### EXERCISES TO COMPLETE
**A.** Reproduce the passage of the text on cloud federation that begins at "messaging systems such" and ends after "Presence Service (IMPS).".
**B.** According to the text on cloud federation, in what year did XMPP first serve as the protocol behind the open source instant messenger server jabberd?
**C.** Continue the text on cloud federation from its last line.

5.7 Federation in the Cloud
● One challenge in creating and managing a globally decentralized cloud computing

environment is maintaining consistent connectivity between untrusted components while
remaining fault tolerant.
● A key opportunity for the emerging cloud industry will be in defining a federated cloud
ecosystem by connecting multiple cloud computing providers using a common standard.
● A notable research project being conducted by Microsoft called the Geneva Framework.
This framework focuses on issues involved in cloud federation.
● Geneva has been described as claims based access platform and is said to help simplify
access to applications and other systems.
● The concept allows for multiple providers to interact seamlessly with others and it
enables developers to incorporate various authentication models that will work with any
corporate identity system, including Active Directory,
● LDAPv3 based directories, application specific databases, and new user centric identity
models such as LiveID, OpenID, and InfoCard systems.
● It also supports Microsoft’s CardSpace and Novell’s Digital Me.
● Federation in cloud is implemented by the use of Internet Engineering Task Force (IETF)
standard Extensible Messaging and Presence Protocol (XMPP) and inter domain
federation using the Jabber Extensible Communications Platform (Jabber XCP).

● Because this protocol is currently used by a wide range of existing services offered by
providers as diverse as Google Talk, Live Journal, Earthlink, Facebook, ooVoo, Meebo,
Twitter, the U.S. Marines Corps, the Defense Information Systems Agency (DISA), the
U.S. Joint Forces Command (USJFCOM), and the National Weather Service.
● Session Initiation Protocol (SIP), which is the foundation of popular enterprise

messaging systems such as IBM’s Lotus Sametime and Microsoft’s Live
Communications Server (LCS) and Office Communications Server (OCS).
● Jabber XCP is a highly scalable, extensible, available, and device-agnostic presence

solution built on XMPP and supports multiple protocols such as Session Initiation
Protocol for Instant Messaging and Presence Leveraging Extensions (SIMPLE) and
Instant Messaging and Presence Service (IMPS).
● Jabber XCP is a highly programmable platform, which makes it ideal for adding
presence and messaging to existing applications or services and for building next-
generation, presence based solutions.
● Over the last few years there has been a controversy brewing in web services
architectures.
● Cloud services are being talked up as a fundamental shift in web architecture that
promises to move us from interconnected silos to a collaborative network of services
whose sum is greater than its parts.
● The problem is that the protocols powering current cloud services, SOAP (Simple Object
Access Protocol) and a few other assorted HTTP based protocols, are all one-way
information exchanges.

● Therefore cloud services are not real time, would not scale, and often cannot clear the
firewall.
● Many believe that those barriers can be overcome by XMPP (also called Jabber) as the
protocol that will fuel the Software as a Service (SaaS) models of tomorrow.
● Google, Apple, AOL, IBM, Live journal and Jive have all incorporated this protocol into
their cloud based solutions in the last few years.
● Since the beginning of the Internet era, if the user wanted to synchronize services
between two servers, the most common solution was to have the client “ping” the host at
regular intervals, which is known as polling.
● Polling is how most of us check our email.
● XMPP’s profile has been steadily gaining since its inception as the protocol behind the
open source instant messenger (IM) server jabberd in 1998.
● XMPP’s advantages include:
○ It is decentralized, meaning anyone may set up an XMPP server.

### RECORD SET

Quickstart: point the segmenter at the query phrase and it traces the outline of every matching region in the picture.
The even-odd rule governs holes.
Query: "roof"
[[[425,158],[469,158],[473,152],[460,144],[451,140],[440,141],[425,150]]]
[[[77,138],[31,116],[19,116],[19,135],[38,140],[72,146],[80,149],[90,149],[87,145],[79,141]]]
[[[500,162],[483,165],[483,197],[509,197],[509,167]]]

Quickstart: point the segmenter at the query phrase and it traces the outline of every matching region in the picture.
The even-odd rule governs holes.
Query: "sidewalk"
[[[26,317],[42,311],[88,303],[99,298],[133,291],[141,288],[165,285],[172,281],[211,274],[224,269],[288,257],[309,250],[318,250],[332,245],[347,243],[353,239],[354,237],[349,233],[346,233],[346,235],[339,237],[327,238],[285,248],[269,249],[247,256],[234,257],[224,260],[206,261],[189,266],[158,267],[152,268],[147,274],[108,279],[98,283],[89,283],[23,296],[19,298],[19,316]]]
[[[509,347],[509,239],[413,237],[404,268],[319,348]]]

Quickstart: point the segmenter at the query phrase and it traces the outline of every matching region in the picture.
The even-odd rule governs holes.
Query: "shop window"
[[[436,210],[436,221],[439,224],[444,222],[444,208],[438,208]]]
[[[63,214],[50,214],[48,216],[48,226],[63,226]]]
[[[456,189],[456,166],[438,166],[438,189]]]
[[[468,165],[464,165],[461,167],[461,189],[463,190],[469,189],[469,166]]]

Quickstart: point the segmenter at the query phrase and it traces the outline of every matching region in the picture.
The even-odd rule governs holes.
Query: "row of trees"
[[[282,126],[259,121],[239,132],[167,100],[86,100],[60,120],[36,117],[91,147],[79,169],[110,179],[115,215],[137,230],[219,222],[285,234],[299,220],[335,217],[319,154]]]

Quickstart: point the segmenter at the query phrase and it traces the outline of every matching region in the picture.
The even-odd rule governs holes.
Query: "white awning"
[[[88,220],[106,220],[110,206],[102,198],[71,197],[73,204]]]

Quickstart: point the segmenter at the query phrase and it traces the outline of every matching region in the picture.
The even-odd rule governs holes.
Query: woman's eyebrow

### THE RESPONSES
**A.**
messaging systems such as IBM’s Lotus Sametime and Microsoft’s Live
Communications Server (LCS) and Office Communications Server (OCS).
● Jabber XCP is a highly scalable, extensible, available, and device-agnostic presence

solution built on XMPP and supports multiple protocols such as Session Initiation
Protocol for Instant Messaging and Presence Leveraging Extensions (SIMPLE) and
Instant Messaging and Presence Service (IMPS).

**B.** 1998

**C.**
○ It is based on open standards.
○ It is mature multiple implementations of clients and servers exist.
● Robust security is supported via Simple Authentication and Security Layer (SASL) and
Transport Layer Security (TLS).
● It is flexible and designed to be extended.
● XMPP is a good fit for cloud computing because it allows for easy two way
communication

● XMPP eliminates the need for polling and focus on rich publish subscribe functionality
● It in it is XML-based and easily extensible, perfect for both new IM features and custom
cloud services
● It is efficient and has been proven to scale to millions of concurrent users on a single
service (such as Google’s GTalk). And also it has a built-in worldwide federation model.
● Of course, XMPP is not the only pub-sub enabler getting a lot of interest from web
application developers.
● An Amazon EC2-backed server can run Jetty and Cometd from Dojo.
● Unlike XMPP, Comet is based on HTTP and in conjunction with the Bayeux Protocol,
uses JSON to exchange data.
● Given the current market penetration and extensive use of XMPP and XCP for
federation in the cloud and that it is the dominant open protocol in that space.
● The ability to exchange data used for presence, messages, voice, video, files,
notifications, etc., with people, devices and applications gain more power when they can
be shared across organizations and with other service providers.
● Federation differs from peering, which requires a prior agreement between parties
before a server-to-server (S2S) link can be established.
● In the past, peering was more common among traditional telecommunications providers
(because of the high cost of transferring voice traffic).

● In the brave new Internet world, federation has become a de facto standard for most
email systems because they are federated dynamically through Domain Name System
(DNS) settings and server configurations.
5.8 Four Levels of Federation
● Federation is the ability for two XMPP servers in different domains to exchange XML
stanzas.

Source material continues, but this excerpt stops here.